Copy out the material word for word, from the line with "Is there any brown twig" up to and including the line with "[399,192,573,441]". Leave out everything else.

━━━━━━━━

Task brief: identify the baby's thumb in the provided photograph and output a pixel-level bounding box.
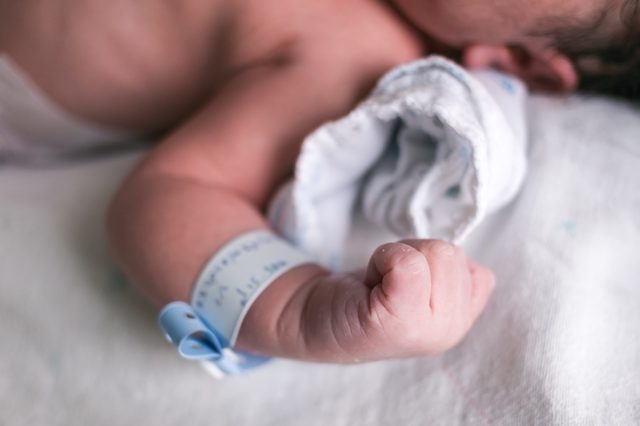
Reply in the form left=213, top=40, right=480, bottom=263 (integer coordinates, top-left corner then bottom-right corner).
left=365, top=243, right=431, bottom=316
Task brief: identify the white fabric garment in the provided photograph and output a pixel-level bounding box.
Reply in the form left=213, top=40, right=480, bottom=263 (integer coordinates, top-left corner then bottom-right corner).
left=0, top=97, right=640, bottom=426
left=0, top=53, right=134, bottom=158
left=269, top=56, right=526, bottom=269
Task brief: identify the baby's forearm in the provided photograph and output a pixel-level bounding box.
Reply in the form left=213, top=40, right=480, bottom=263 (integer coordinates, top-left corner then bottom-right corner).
left=109, top=168, right=324, bottom=358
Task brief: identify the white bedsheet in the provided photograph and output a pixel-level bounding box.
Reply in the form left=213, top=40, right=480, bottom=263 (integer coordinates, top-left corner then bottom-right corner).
left=0, top=98, right=640, bottom=425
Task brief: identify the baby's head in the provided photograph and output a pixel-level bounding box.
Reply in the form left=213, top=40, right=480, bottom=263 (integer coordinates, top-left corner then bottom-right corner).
left=394, top=0, right=640, bottom=100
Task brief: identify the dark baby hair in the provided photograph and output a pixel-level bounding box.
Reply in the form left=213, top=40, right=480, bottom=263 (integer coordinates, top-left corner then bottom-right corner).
left=556, top=0, right=640, bottom=102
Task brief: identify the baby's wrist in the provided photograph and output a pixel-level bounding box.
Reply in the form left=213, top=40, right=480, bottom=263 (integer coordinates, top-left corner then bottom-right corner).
left=234, top=264, right=329, bottom=360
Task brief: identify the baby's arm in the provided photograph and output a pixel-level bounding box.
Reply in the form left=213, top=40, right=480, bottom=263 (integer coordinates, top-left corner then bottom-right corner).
left=109, top=56, right=493, bottom=362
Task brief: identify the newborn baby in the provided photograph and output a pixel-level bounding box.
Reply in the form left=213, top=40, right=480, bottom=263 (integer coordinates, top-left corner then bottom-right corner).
left=0, top=0, right=638, bottom=362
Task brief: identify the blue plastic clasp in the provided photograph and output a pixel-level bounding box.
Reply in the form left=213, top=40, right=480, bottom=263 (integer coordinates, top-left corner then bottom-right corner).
left=158, top=302, right=270, bottom=378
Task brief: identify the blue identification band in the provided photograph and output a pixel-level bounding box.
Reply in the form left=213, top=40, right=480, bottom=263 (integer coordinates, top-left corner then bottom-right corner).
left=159, top=231, right=311, bottom=377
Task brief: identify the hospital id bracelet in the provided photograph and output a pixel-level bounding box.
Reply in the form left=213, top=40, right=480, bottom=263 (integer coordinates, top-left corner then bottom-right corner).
left=159, top=231, right=312, bottom=377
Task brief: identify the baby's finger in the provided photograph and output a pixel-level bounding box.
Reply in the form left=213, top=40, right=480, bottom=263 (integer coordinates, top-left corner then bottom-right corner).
left=365, top=243, right=431, bottom=317
left=402, top=240, right=470, bottom=317
left=469, top=261, right=496, bottom=324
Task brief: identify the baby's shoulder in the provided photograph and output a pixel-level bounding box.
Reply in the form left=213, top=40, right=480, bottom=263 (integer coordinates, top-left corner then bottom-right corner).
left=301, top=0, right=425, bottom=73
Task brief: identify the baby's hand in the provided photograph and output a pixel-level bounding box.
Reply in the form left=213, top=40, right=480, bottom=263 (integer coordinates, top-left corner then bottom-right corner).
left=282, top=240, right=495, bottom=362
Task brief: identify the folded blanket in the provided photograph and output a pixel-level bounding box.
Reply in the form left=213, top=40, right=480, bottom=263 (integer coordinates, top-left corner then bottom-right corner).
left=269, top=57, right=526, bottom=269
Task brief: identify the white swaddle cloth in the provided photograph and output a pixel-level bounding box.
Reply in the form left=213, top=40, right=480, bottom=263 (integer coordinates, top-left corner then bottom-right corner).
left=269, top=57, right=526, bottom=269
left=0, top=53, right=139, bottom=165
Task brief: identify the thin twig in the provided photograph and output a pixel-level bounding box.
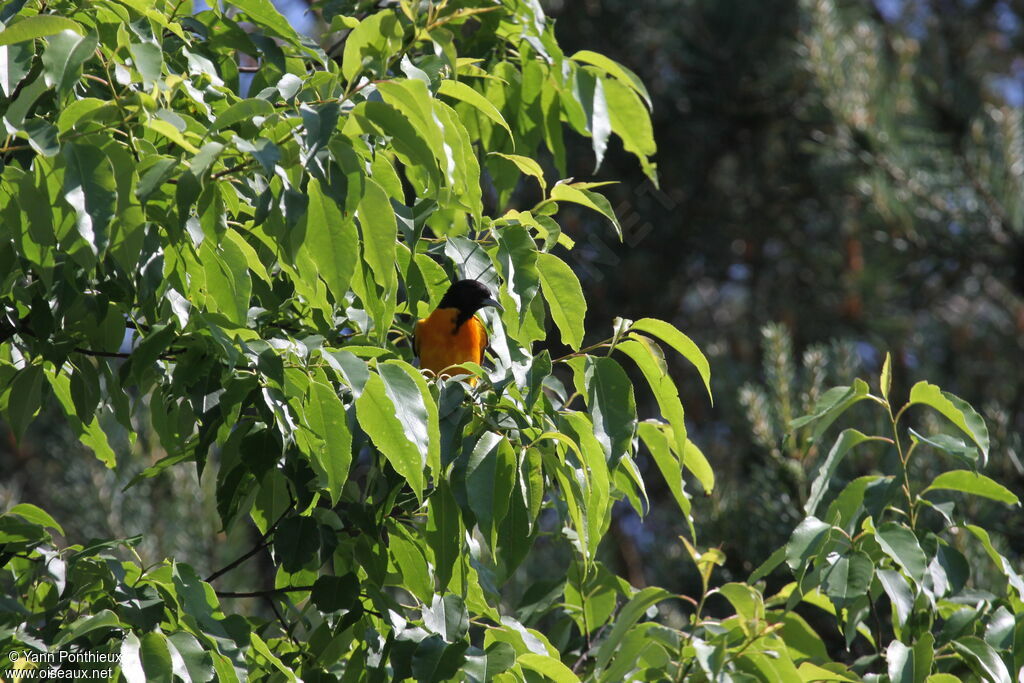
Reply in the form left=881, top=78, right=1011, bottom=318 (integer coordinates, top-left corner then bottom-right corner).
left=214, top=586, right=313, bottom=598
left=206, top=501, right=295, bottom=584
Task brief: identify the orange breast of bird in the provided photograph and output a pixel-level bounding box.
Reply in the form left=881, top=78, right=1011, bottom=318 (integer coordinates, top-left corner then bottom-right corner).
left=414, top=308, right=487, bottom=376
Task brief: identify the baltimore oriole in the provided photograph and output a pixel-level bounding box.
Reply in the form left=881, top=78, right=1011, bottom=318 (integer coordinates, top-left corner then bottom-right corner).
left=413, top=280, right=504, bottom=377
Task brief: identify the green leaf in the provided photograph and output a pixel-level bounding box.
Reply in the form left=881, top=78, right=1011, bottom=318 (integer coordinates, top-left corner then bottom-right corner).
left=965, top=524, right=1024, bottom=600
left=377, top=360, right=441, bottom=473
left=128, top=43, right=164, bottom=88
left=355, top=373, right=427, bottom=500
left=45, top=372, right=120, bottom=469
left=5, top=366, right=44, bottom=439
left=874, top=522, right=928, bottom=584
left=886, top=640, right=914, bottom=683
left=907, top=381, right=988, bottom=467
left=119, top=631, right=146, bottom=683
left=913, top=632, right=935, bottom=683
left=922, top=470, right=1020, bottom=505
left=563, top=69, right=622, bottom=171
left=683, top=439, right=715, bottom=495
left=62, top=142, right=118, bottom=254
left=310, top=572, right=359, bottom=612
left=42, top=30, right=98, bottom=96
left=0, top=14, right=85, bottom=45
left=466, top=431, right=516, bottom=548
left=423, top=594, right=469, bottom=643
left=602, top=79, right=657, bottom=186
left=907, top=429, right=979, bottom=469
left=878, top=569, right=913, bottom=629
left=342, top=100, right=440, bottom=190
left=424, top=479, right=462, bottom=591
left=388, top=524, right=434, bottom=603
left=437, top=79, right=516, bottom=143
left=495, top=223, right=541, bottom=325
left=356, top=179, right=398, bottom=291
left=879, top=351, right=893, bottom=400
left=249, top=631, right=299, bottom=683
left=569, top=50, right=651, bottom=109
left=273, top=517, right=321, bottom=573
left=550, top=182, right=623, bottom=240
left=301, top=178, right=358, bottom=305
left=167, top=631, right=214, bottom=683
left=593, top=586, right=672, bottom=676
left=516, top=652, right=580, bottom=683
left=615, top=335, right=686, bottom=454
left=537, top=252, right=587, bottom=351
left=303, top=381, right=352, bottom=505
left=412, top=635, right=467, bottom=683
left=53, top=609, right=124, bottom=647
left=487, top=154, right=548, bottom=196
left=951, top=636, right=1013, bottom=683
left=785, top=515, right=831, bottom=572
left=210, top=97, right=274, bottom=132
left=139, top=631, right=173, bottom=683
left=463, top=642, right=515, bottom=683
left=630, top=317, right=715, bottom=404
left=804, top=429, right=879, bottom=515
left=584, top=355, right=637, bottom=469
left=822, top=551, right=874, bottom=606
left=637, top=422, right=691, bottom=520
left=341, top=10, right=404, bottom=81
left=4, top=503, right=65, bottom=536
left=199, top=240, right=252, bottom=327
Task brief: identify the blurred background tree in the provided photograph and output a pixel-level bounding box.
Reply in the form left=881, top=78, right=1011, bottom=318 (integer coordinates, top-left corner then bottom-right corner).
left=0, top=0, right=1024, bottom=651
left=547, top=0, right=1024, bottom=587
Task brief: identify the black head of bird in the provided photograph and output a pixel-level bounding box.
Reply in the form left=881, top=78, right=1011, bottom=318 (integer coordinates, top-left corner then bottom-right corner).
left=437, top=280, right=505, bottom=318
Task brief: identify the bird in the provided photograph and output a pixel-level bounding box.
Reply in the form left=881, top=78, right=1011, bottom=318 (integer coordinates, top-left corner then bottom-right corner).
left=413, top=280, right=505, bottom=383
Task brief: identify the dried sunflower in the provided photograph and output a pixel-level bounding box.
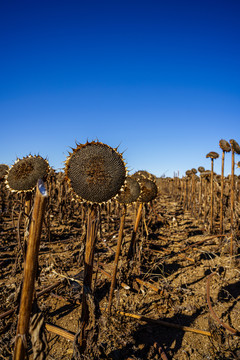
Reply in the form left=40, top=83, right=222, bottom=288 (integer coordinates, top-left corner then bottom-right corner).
left=6, top=155, right=49, bottom=192
left=0, top=164, right=9, bottom=180
left=219, top=139, right=231, bottom=152
left=65, top=141, right=126, bottom=203
left=117, top=176, right=140, bottom=204
left=229, top=139, right=240, bottom=155
left=206, top=151, right=219, bottom=159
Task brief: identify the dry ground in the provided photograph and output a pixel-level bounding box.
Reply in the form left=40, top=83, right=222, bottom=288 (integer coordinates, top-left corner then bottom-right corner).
left=0, top=196, right=240, bottom=360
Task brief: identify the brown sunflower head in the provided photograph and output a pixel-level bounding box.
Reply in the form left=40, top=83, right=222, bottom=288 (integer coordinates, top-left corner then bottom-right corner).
left=138, top=178, right=158, bottom=203
left=6, top=155, right=49, bottom=192
left=198, top=166, right=205, bottom=174
left=117, top=176, right=140, bottom=204
left=206, top=151, right=219, bottom=159
left=0, top=164, right=9, bottom=181
left=229, top=139, right=240, bottom=155
left=65, top=141, right=126, bottom=203
left=219, top=139, right=231, bottom=152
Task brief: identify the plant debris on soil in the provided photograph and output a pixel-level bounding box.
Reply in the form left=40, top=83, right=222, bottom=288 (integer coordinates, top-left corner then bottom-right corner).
left=0, top=176, right=240, bottom=360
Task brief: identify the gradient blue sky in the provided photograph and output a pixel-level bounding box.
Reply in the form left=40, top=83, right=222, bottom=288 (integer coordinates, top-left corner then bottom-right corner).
left=0, top=0, right=240, bottom=176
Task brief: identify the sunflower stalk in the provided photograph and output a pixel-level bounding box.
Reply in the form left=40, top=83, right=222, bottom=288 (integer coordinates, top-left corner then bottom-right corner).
left=13, top=180, right=47, bottom=360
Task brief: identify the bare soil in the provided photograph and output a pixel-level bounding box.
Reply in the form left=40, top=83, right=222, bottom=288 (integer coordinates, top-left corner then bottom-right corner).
left=0, top=196, right=240, bottom=360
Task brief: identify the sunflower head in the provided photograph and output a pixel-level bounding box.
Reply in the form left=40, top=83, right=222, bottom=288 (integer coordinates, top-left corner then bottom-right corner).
left=0, top=164, right=9, bottom=181
left=198, top=166, right=205, bottom=174
left=65, top=141, right=126, bottom=203
left=206, top=151, right=219, bottom=159
left=6, top=155, right=49, bottom=192
left=229, top=139, right=240, bottom=155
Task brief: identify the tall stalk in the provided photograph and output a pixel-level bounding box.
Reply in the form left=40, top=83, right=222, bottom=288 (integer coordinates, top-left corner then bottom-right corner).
left=206, top=151, right=219, bottom=234
left=13, top=180, right=47, bottom=360
left=219, top=140, right=231, bottom=234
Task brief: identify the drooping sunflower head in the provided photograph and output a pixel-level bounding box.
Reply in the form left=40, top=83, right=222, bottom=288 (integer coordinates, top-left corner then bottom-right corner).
left=6, top=155, right=49, bottom=192
left=65, top=141, right=126, bottom=203
left=117, top=176, right=140, bottom=204
left=229, top=139, right=240, bottom=155
left=206, top=151, right=219, bottom=159
left=198, top=166, right=205, bottom=174
left=0, top=164, right=9, bottom=181
left=219, top=139, right=231, bottom=152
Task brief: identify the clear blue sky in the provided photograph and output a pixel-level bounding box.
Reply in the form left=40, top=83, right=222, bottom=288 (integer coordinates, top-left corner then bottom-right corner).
left=0, top=0, right=240, bottom=176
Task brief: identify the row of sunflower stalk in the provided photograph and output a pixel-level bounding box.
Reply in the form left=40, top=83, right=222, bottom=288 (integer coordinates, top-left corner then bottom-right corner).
left=0, top=141, right=158, bottom=360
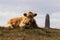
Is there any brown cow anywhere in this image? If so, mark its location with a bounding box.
[8,12,37,28]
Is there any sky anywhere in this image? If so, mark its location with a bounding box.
[0,0,60,29]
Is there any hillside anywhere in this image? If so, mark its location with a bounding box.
[0,28,60,40]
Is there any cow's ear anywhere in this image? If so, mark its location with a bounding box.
[24,13,27,16]
[33,13,37,17]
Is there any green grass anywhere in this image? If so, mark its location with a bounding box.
[0,28,60,40]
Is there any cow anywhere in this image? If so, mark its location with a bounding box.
[7,12,37,28]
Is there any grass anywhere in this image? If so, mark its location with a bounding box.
[0,28,60,40]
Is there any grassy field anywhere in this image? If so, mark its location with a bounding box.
[0,28,60,40]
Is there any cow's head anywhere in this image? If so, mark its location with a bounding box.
[20,12,37,27]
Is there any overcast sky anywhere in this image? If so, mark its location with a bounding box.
[0,0,60,28]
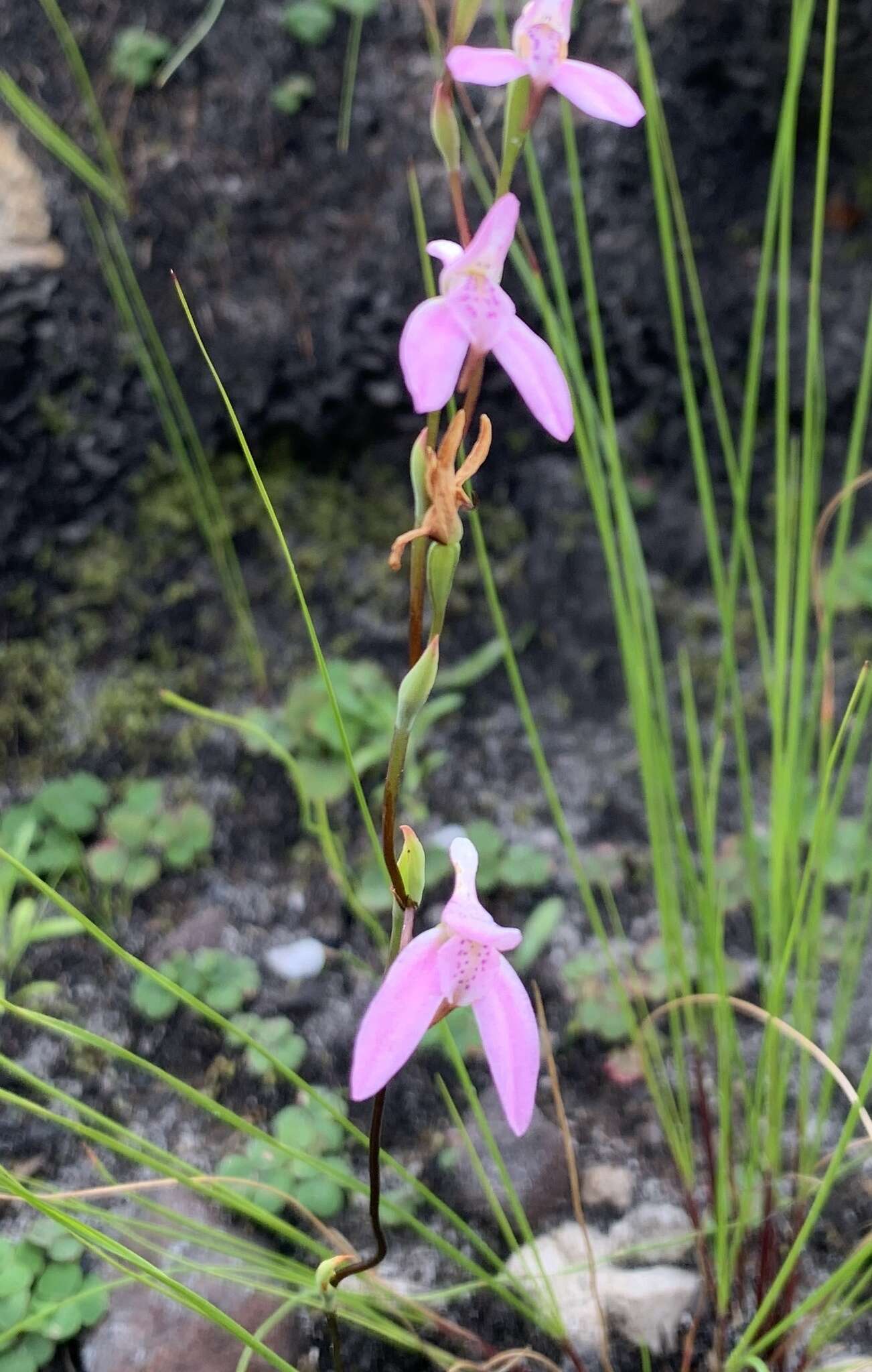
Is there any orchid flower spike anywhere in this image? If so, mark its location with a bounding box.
[351,838,539,1136]
[445,0,644,129]
[401,193,573,441]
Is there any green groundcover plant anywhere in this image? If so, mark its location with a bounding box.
[0,0,872,1372]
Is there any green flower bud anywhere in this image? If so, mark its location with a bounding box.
[448,0,482,48]
[396,825,425,906]
[498,77,530,195]
[315,1253,354,1295]
[431,81,461,172]
[395,635,439,734]
[427,539,461,634]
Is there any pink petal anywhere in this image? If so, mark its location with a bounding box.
[463,191,521,284]
[436,937,500,1006]
[551,58,644,129]
[512,0,572,52]
[351,927,444,1100]
[445,44,526,85]
[441,838,521,952]
[401,297,469,414]
[473,958,540,1136]
[492,316,575,441]
[439,274,514,355]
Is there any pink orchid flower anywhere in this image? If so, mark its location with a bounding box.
[445,0,644,129]
[401,194,573,441]
[351,838,539,1136]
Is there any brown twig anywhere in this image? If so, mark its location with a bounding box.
[812,472,872,724]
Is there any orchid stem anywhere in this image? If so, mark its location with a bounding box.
[381,728,409,910]
[409,538,427,667]
[326,1310,343,1372]
[328,1087,388,1284]
[448,172,471,247]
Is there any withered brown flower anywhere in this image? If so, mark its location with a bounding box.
[388,410,491,572]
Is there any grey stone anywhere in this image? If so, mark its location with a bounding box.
[0,123,63,273]
[81,1191,311,1372]
[506,1220,699,1353]
[599,1263,699,1353]
[455,1087,572,1225]
[609,1200,694,1266]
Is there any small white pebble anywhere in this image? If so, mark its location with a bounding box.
[263,939,326,981]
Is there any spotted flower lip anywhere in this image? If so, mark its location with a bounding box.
[445,0,644,129]
[351,838,540,1136]
[399,192,573,441]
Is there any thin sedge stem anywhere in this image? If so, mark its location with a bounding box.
[173,276,388,877]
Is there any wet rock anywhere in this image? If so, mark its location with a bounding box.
[0,125,63,273]
[457,1087,572,1225]
[81,1192,311,1372]
[506,1220,699,1353]
[581,1162,635,1210]
[598,1265,699,1353]
[609,1200,694,1266]
[506,1220,609,1349]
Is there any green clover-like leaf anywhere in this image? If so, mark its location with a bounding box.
[281,0,336,47]
[110,27,170,89]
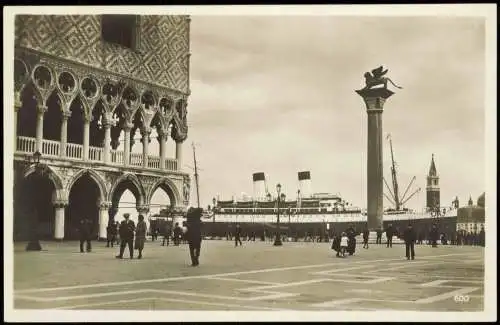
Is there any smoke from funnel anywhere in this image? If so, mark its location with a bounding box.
[298,171,312,198]
[253,173,266,201]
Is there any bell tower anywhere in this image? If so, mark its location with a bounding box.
[426,154,440,209]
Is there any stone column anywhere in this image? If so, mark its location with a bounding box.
[175,141,182,170]
[14,91,23,147]
[83,117,91,161]
[141,128,151,168]
[99,202,110,240]
[35,105,47,153]
[356,88,394,232]
[158,133,167,169]
[59,111,71,157]
[123,123,134,166]
[137,205,149,233]
[54,203,68,240]
[103,118,111,164]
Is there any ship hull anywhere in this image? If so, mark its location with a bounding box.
[203,210,457,238]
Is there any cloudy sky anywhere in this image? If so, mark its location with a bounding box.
[120,16,485,215]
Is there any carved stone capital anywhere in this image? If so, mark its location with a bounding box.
[54,201,69,209]
[102,112,114,128]
[14,91,23,112]
[122,122,134,132]
[98,202,111,210]
[62,110,71,120]
[36,105,49,115]
[137,205,149,217]
[140,127,151,141]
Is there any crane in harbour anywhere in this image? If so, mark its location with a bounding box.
[384,134,421,211]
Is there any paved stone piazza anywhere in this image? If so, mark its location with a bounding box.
[14,240,484,312]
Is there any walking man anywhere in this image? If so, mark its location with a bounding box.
[430,224,439,247]
[385,224,394,248]
[403,224,416,260]
[363,226,370,249]
[234,224,243,247]
[106,221,116,247]
[186,208,203,266]
[161,221,172,246]
[79,217,92,253]
[375,228,382,244]
[116,213,135,258]
[135,214,147,259]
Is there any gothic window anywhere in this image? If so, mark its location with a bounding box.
[101,15,139,49]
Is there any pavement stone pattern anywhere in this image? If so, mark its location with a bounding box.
[14,240,484,311]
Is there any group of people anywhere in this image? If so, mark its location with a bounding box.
[331,224,417,260]
[102,208,202,266]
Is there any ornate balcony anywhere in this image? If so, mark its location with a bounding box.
[16,136,178,171]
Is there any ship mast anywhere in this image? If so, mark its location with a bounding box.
[384,134,420,211]
[192,142,200,208]
[388,134,401,210]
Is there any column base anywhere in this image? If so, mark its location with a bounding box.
[356,231,405,245]
[26,240,42,251]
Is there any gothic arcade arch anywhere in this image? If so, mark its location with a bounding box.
[23,165,68,202]
[146,177,182,207]
[108,173,146,209]
[66,169,108,204]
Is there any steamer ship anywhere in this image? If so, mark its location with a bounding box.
[204,136,458,236]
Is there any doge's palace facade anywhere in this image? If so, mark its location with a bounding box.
[13,15,190,240]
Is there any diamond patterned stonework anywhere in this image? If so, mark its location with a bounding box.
[15,15,189,94]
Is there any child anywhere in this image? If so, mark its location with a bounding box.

━━━━━━━━

**SOLUTION FOR THIS EXERCISE**
Is there any brown twig anywhere in this image? If so, mark its location with a bounding box.
[812,472,872,724]
Is there any orchid stem anywhere in this image? If so, mark its location with a bounding box.
[381,728,409,910]
[409,538,427,667]
[326,1310,343,1372]
[328,1087,388,1284]
[448,172,471,247]
Is there any withered brown flower anywhere in this image? If so, mark its location with a bounding box.
[388,410,491,572]
Is there any grey stone anywhere in this image? If so, mark its location with a bounding box.
[0,123,63,273]
[81,1191,311,1372]
[506,1220,699,1353]
[599,1263,699,1353]
[455,1087,572,1225]
[609,1200,694,1266]
Is there any small white pebble anywhere in this image? If so, mark its location with a bounding box.
[263,939,326,981]
Is there any spotted flower lip anywhere in this image? If so, mark its location with a bounding box.
[445,0,644,129]
[351,838,540,1136]
[399,192,573,441]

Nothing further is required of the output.